§ PROBLEM SET
A – Answer these questions from the forum answer on nonlocality, one line each:
(i) Which paper does the answer say Bell's theorem is supposed to be a reply to?
(ii) How does it describe Bohmian "pilot wave theory" in terms of realism and locality?
(iii) What does it say about the predictions given by Bohmian theory and traditional QM?
B – Translate this sentence from the forum answer on nonlocality into Spanish: "Note that both those theories give the same predictions, so in that sense they are indistinguishable."
C – Please duplicate the passage of the forum answer on nonlocality starting with "You still have" and going on through "representations of reality.".

§ SOURCE EXCERPT
BEGIN

The answer to the linked question is misleading (and I've left a comment there). You don't get to choose between nonlocal and non-real. While experiments violating Bell's inequalities do imply that no local, hidden-variables (i.e. real) theory is consistent with QM, that theorem must be taken in context with an earlier argument it's supposed to be a reply to, namely, the famous paper by Einstein, Podolsky, and Rosen (EPR). That paper argues that local QM theory implies that there are hidden variables (not quite the same as saying that local QM is always realistic, but it is in the context of entangled states). Taken together, the logical conclusion is that no local theory consistent with QM works - you're stuck with nonlocality.

You still have a choice between realistic and nonrealistic theories (or perhaps theories that are not completely realistic but do contain some hidden variables), but to produce predictions consistent with Bell's inequalities they will have to be nonlocal. The classic examples are Bohmian "pilot wave theory", which is realistic but highly nonlocal, and traditional QM, which is nonrealistic, but with its nonlocality apparently (?) being limited to some esoteric situations like particle pairs being generated in entangled states. Note that both those theories give the same predictions, so in that sense they are indistinguishable. That means it's probably an empty question to ask whether "reality" is realistic or unrealistic, or at least you can't tell based on those theories, since both the realistic theory and the nonrealistic theory provide equally good representations of reality.

END

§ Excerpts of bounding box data

BEGIN

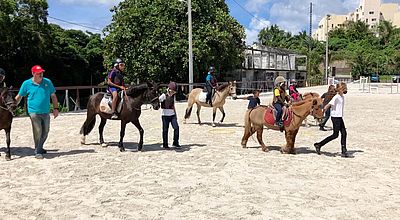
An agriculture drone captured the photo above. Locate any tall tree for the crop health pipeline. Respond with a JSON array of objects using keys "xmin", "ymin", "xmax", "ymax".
[{"xmin": 105, "ymin": 0, "xmax": 244, "ymax": 82}]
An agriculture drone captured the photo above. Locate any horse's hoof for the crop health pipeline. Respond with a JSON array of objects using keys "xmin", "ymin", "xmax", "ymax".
[{"xmin": 81, "ymin": 136, "xmax": 86, "ymax": 144}]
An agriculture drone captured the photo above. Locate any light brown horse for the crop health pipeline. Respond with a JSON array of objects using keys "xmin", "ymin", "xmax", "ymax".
[
  {"xmin": 242, "ymin": 93, "xmax": 324, "ymax": 154},
  {"xmin": 183, "ymin": 82, "xmax": 236, "ymax": 126}
]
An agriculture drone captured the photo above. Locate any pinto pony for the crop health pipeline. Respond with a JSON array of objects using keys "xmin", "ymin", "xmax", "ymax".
[{"xmin": 241, "ymin": 93, "xmax": 324, "ymax": 154}]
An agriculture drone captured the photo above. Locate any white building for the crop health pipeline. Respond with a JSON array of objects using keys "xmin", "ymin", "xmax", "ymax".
[{"xmin": 313, "ymin": 0, "xmax": 400, "ymax": 41}]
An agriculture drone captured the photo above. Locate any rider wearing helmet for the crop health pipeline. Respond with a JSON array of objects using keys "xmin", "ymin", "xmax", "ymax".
[
  {"xmin": 273, "ymin": 76, "xmax": 290, "ymax": 131},
  {"xmin": 289, "ymin": 79, "xmax": 301, "ymax": 102},
  {"xmin": 158, "ymin": 82, "xmax": 181, "ymax": 149},
  {"xmin": 107, "ymin": 58, "xmax": 125, "ymax": 120},
  {"xmin": 0, "ymin": 68, "xmax": 6, "ymax": 88},
  {"xmin": 206, "ymin": 66, "xmax": 217, "ymax": 107}
]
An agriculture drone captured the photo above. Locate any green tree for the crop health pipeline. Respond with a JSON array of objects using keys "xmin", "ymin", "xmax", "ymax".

END

§ OUTPUTS BY TASK
A –
(i) The famous paper by Einstein, Podolsky, and Rosen (EPR).
(ii) It is realistic but highly nonlocal.
(iii) Both theories give the same predictions, so in that sense they are indistinguishable.

B – Tenga en cuenta que esas dos teorías dan las mismas predicciones, de modo que, en ese sentido, son indistinguibles.

C –
You still have a choice between realistic and nonrealistic theories (or perhaps theories that are not completely realistic but do contain some hidden variables), but to produce predictions consistent with Bell's inequalities they will have to be nonlocal. The classic examples are Bohmian "pilot wave theory", which is realistic but highly nonlocal, and traditional QM, which is nonrealistic, but with its nonlocality apparently (?) being limited to some esoteric situations like particle pairs being generated in entangled states. Note that both those theories give the same predictions, so in that sense they are indistinguishable. That means it's probably an empty question to ask whether "reality" is realistic or unrealistic, or at least you can't tell based on those theories, since both the realistic theory and the nonrealistic theory provide equally good representations of reality.